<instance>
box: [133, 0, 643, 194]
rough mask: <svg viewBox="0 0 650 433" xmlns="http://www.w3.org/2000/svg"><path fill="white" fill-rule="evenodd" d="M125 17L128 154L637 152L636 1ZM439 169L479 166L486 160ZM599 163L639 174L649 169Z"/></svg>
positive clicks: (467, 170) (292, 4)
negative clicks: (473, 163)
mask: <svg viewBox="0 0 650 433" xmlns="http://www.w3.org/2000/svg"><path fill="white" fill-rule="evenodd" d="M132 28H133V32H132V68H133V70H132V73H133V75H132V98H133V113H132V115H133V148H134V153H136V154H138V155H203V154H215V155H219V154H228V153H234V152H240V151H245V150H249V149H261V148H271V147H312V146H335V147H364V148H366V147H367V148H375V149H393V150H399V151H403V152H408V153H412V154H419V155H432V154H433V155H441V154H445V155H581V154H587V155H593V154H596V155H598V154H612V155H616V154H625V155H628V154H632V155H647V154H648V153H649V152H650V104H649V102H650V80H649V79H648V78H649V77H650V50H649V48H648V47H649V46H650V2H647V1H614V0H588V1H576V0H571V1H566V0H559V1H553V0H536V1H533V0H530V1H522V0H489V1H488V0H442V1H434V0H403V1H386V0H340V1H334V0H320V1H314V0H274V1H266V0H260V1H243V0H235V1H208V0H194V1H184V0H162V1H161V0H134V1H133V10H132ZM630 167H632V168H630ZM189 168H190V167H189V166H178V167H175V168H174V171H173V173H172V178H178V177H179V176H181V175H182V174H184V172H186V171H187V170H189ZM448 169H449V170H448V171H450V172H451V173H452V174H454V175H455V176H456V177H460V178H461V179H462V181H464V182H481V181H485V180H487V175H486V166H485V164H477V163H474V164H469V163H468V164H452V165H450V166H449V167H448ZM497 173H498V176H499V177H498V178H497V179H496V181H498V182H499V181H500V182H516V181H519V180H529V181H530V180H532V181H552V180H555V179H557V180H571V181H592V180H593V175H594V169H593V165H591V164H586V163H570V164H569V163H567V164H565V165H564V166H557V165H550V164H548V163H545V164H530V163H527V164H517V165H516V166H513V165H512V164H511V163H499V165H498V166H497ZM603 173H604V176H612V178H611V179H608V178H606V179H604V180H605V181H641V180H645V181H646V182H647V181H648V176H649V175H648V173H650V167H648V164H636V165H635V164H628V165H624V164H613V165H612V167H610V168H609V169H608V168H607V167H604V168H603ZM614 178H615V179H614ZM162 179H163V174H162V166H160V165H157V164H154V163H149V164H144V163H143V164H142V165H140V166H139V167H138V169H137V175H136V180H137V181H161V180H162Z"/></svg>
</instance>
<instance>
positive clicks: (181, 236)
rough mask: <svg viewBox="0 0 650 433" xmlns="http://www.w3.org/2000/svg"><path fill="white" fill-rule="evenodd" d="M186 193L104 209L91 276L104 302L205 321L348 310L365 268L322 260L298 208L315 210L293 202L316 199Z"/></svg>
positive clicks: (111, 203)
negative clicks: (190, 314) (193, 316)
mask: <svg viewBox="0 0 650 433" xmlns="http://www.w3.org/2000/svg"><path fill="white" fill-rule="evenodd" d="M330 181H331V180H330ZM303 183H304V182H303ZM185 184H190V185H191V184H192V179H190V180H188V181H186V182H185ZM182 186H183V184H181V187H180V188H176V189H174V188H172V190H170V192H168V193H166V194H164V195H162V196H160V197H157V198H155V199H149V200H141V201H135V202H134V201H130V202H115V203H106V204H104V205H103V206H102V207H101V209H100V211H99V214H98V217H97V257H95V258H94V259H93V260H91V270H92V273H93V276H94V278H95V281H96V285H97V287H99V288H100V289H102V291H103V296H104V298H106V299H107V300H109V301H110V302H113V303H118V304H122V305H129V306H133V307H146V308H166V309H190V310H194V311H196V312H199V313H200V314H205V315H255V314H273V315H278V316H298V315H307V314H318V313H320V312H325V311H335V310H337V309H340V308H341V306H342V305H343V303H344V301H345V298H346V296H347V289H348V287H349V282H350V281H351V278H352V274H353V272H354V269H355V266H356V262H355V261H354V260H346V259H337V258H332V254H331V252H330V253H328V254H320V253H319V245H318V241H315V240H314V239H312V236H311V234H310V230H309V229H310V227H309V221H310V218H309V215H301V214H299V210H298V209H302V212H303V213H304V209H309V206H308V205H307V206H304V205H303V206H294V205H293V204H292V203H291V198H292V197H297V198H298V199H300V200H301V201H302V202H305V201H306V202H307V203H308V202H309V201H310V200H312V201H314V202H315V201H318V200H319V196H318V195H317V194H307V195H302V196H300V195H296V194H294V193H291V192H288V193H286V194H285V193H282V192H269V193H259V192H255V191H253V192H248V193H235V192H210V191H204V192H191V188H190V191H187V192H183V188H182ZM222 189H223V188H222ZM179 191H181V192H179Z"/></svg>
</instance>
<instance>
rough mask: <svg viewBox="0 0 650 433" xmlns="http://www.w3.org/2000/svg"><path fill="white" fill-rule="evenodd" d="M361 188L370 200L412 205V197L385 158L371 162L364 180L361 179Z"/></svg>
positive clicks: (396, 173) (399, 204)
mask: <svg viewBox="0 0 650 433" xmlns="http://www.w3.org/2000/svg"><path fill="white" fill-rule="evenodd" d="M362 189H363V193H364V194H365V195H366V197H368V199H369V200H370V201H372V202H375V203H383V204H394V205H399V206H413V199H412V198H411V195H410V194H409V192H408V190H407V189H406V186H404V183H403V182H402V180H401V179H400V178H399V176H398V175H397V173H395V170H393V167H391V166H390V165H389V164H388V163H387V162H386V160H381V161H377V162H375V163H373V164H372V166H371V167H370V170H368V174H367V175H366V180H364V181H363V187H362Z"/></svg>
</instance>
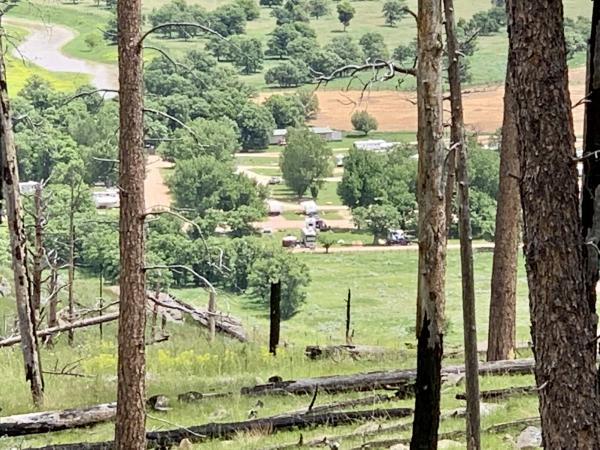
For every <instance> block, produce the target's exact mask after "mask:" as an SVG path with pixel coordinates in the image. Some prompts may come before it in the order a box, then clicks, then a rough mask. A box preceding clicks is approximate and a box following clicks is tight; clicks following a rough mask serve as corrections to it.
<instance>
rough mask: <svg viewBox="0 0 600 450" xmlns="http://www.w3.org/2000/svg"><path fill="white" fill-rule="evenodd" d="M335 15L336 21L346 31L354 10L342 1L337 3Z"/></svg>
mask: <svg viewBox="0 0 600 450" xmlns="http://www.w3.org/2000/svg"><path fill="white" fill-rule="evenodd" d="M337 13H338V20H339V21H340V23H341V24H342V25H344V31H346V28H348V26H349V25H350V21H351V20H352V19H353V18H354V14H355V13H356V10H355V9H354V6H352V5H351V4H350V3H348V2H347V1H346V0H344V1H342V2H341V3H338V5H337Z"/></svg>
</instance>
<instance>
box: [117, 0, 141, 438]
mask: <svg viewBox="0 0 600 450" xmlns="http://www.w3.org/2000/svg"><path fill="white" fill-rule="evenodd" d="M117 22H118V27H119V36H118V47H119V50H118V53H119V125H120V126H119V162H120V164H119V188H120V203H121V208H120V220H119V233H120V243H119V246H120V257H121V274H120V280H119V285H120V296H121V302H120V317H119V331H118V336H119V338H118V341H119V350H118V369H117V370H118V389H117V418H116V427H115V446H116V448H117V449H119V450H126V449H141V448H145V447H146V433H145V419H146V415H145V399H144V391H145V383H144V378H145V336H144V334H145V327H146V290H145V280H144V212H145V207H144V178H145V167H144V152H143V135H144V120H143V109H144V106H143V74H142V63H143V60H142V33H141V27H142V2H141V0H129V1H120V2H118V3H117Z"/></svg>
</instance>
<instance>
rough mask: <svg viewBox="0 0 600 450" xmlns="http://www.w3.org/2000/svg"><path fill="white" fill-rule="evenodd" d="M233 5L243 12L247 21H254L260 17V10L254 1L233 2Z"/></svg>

• [JOB ITEM]:
Lay out the material above as a JSON list of strings, one string per line, with blank lines left out. Leave the pictures out of the list.

• [EXERCISE OUTPUT]:
[
  "<instance>",
  "box: [133, 0, 643, 194]",
  "rough mask: <svg viewBox=\"0 0 650 433\" xmlns=\"http://www.w3.org/2000/svg\"><path fill=\"white\" fill-rule=\"evenodd\" d=\"M125 17L128 154L637 152L636 1ZM439 169L479 166L486 160ZM599 163L639 174L649 169Z\"/></svg>",
  "positive clicks: (467, 170) (292, 4)",
  "negative clicks: (473, 163)",
  "mask: <svg viewBox=\"0 0 650 433\" xmlns=\"http://www.w3.org/2000/svg\"><path fill=\"white\" fill-rule=\"evenodd\" d=\"M132 28H133V32H132V68H133V70H132V73H133V75H132V98H133V113H132V115H133V148H134V153H136V154H138V155H203V154H215V155H219V154H228V153H234V152H240V151H245V150H249V149H261V148H271V147H312V146H335V147H364V148H366V147H367V148H375V149H393V150H399V151H403V152H408V153H412V154H419V155H432V154H433V155H441V154H445V155H581V154H587V155H593V154H596V155H598V154H612V155H616V154H625V155H628V154H632V155H647V154H648V153H649V152H650V104H649V102H650V80H649V79H648V78H649V77H650V50H649V48H648V47H649V46H650V2H647V1H614V0H588V1H576V0H571V1H566V0H559V1H553V0H536V1H533V0H530V1H522V0H489V1H488V0H442V1H434V0H403V1H386V0H340V1H334V0H320V1H314V0H274V1H266V0H260V1H243V0H235V1H208V0H194V1H184V0H162V1H161V0H134V1H133V10H132ZM630 167H632V168H630ZM189 168H190V167H189V166H178V167H175V168H174V171H173V173H172V178H178V177H179V176H181V175H182V174H184V172H186V171H187V170H189ZM448 169H449V170H448V171H450V172H451V173H452V174H454V175H455V176H456V177H460V178H461V179H462V181H464V182H481V181H485V180H487V175H486V166H485V164H477V163H474V164H469V163H468V164H452V165H450V166H449V167H448ZM497 173H498V176H499V177H498V178H497V179H496V181H498V182H499V181H500V182H516V181H519V180H529V181H530V180H532V181H552V180H555V179H557V180H571V181H592V180H593V175H594V169H593V165H591V164H586V163H570V164H569V163H567V164H565V165H564V166H557V165H550V164H548V163H545V164H530V163H527V164H517V165H516V166H513V165H512V164H511V163H499V165H498V166H497ZM603 173H604V176H612V178H611V179H608V178H606V179H604V180H605V181H641V180H645V181H646V182H647V181H648V176H649V175H648V173H650V167H648V164H636V165H635V164H628V165H624V164H613V165H612V167H610V168H609V169H608V168H607V167H604V168H603ZM614 178H615V179H614ZM162 179H163V174H162V166H160V165H157V164H154V163H149V164H144V163H143V164H142V165H140V166H139V167H138V169H137V175H136V180H137V181H161V180H162Z\"/></svg>",
  "</instance>",
  "<instance>",
  "positive clicks: (181, 236)",
  "rough mask: <svg viewBox=\"0 0 650 433\" xmlns=\"http://www.w3.org/2000/svg\"><path fill=\"white\" fill-rule=\"evenodd\" d=\"M186 193L104 209L91 276L104 302L205 321L348 310L365 268L322 260L298 208L315 210L293 202L316 199Z\"/></svg>",
  "positive clicks: (111, 203)",
  "negative clicks: (190, 314) (193, 316)",
  "mask: <svg viewBox=\"0 0 650 433\" xmlns=\"http://www.w3.org/2000/svg\"><path fill=\"white\" fill-rule=\"evenodd\" d=\"M330 181H331V180H330ZM303 183H304V182H303ZM185 184H190V185H191V184H192V179H190V180H188V181H186V182H185ZM182 186H183V184H181V187H180V188H176V189H174V188H172V190H170V192H168V193H166V194H164V195H162V196H160V197H157V198H155V199H149V200H141V201H135V202H134V201H130V202H115V203H106V204H104V205H103V206H102V207H101V209H100V211H99V214H98V217H97V257H95V258H94V259H93V260H91V270H92V273H93V276H94V278H95V281H96V285H97V287H99V288H100V289H102V291H103V296H104V298H106V299H107V300H109V301H110V302H113V303H118V304H122V305H129V306H133V307H146V308H166V309H190V310H194V311H196V312H199V313H200V314H205V315H255V314H273V315H278V316H298V315H307V314H318V313H320V312H325V311H335V310H337V309H340V308H341V306H342V305H343V303H344V301H345V298H346V296H347V289H348V287H349V282H350V281H351V278H352V274H353V272H354V269H355V266H356V262H355V261H354V260H346V259H337V258H332V254H331V252H330V253H328V254H320V253H319V245H318V241H315V240H314V239H312V236H311V234H310V230H309V229H310V227H309V221H310V218H309V215H301V214H299V210H298V209H302V212H303V213H304V209H309V206H308V205H307V206H304V205H303V206H294V205H293V204H292V203H291V198H292V197H297V198H298V199H300V200H301V201H302V202H305V201H306V202H307V203H308V202H309V201H310V200H312V201H314V202H315V201H318V200H319V196H318V195H317V194H307V195H302V196H300V195H296V194H294V193H291V192H288V193H286V194H285V193H282V192H269V193H259V192H255V191H253V192H248V193H235V192H210V191H204V192H191V188H190V191H187V192H183V188H182ZM222 189H223V188H222ZM179 191H181V192H179Z\"/></svg>",
  "</instance>",
  "<instance>",
  "rough mask: <svg viewBox=\"0 0 650 433\" xmlns=\"http://www.w3.org/2000/svg\"><path fill=\"white\" fill-rule=\"evenodd\" d=\"M361 188L370 200L412 205V197L385 158L371 162L364 180L361 179Z\"/></svg>",
  "positive clicks: (396, 173) (399, 204)",
  "mask: <svg viewBox=\"0 0 650 433\" xmlns=\"http://www.w3.org/2000/svg\"><path fill=\"white\" fill-rule=\"evenodd\" d=\"M362 189H363V193H364V194H365V195H366V197H368V199H369V200H370V201H372V202H375V203H383V204H394V205H399V206H413V199H412V198H411V195H410V194H409V192H408V190H407V189H406V186H404V183H403V182H402V180H401V179H400V178H399V176H398V175H397V173H395V170H393V167H391V166H390V165H389V164H388V163H387V162H386V160H381V161H377V162H375V163H373V164H372V166H371V167H370V170H368V174H367V175H366V180H364V181H363V187H362Z\"/></svg>",
  "</instance>",
  "For every <instance> block, produce the target's exact mask after \"mask:\" as an SVG path with pixel coordinates in the image. Some prompts may come before it in the order a box, then clicks, then a rough mask. A box preceding clicks is approximate and a box following clicks is tight; clicks following a rough mask serve as corrections to it.",
  "<instance>",
  "rough mask: <svg viewBox=\"0 0 600 450\" xmlns=\"http://www.w3.org/2000/svg\"><path fill=\"white\" fill-rule=\"evenodd\" d=\"M335 15L336 21L346 31L354 10L342 1L337 3Z\"/></svg>",
  "mask: <svg viewBox=\"0 0 600 450\" xmlns=\"http://www.w3.org/2000/svg\"><path fill=\"white\" fill-rule=\"evenodd\" d=\"M337 13H338V20H339V21H340V23H341V24H342V25H344V31H346V28H348V26H349V25H350V21H351V20H352V19H353V18H354V14H355V13H356V10H355V9H354V6H352V5H351V4H350V3H348V2H347V1H346V0H344V1H342V2H341V3H338V5H337Z\"/></svg>",
  "</instance>",
  "<instance>",
  "box: [117, 0, 141, 438]",
  "mask: <svg viewBox=\"0 0 600 450\" xmlns=\"http://www.w3.org/2000/svg\"><path fill=\"white\" fill-rule=\"evenodd\" d=\"M117 22H118V27H119V36H118V47H119V50H118V53H119V125H120V126H119V162H120V164H119V188H120V203H121V208H120V220H119V233H120V243H119V246H120V257H121V274H120V280H119V285H120V296H121V302H120V317H119V331H118V336H119V338H118V341H119V350H118V369H117V370H118V389H117V418H116V427H115V446H116V448H117V449H119V450H126V449H141V448H145V447H146V433H145V419H146V415H145V399H144V391H145V383H144V378H145V336H144V334H145V327H146V290H145V280H144V212H145V207H144V178H145V167H144V152H143V135H144V120H143V109H144V106H143V74H142V63H143V60H142V33H141V27H142V2H141V0H129V1H120V2H118V3H117Z\"/></svg>",
  "</instance>",
  "<instance>",
  "rough mask: <svg viewBox=\"0 0 600 450\" xmlns=\"http://www.w3.org/2000/svg\"><path fill=\"white\" fill-rule=\"evenodd\" d=\"M233 5L243 12L247 21H254L260 17V10L254 1L233 2Z\"/></svg>"
]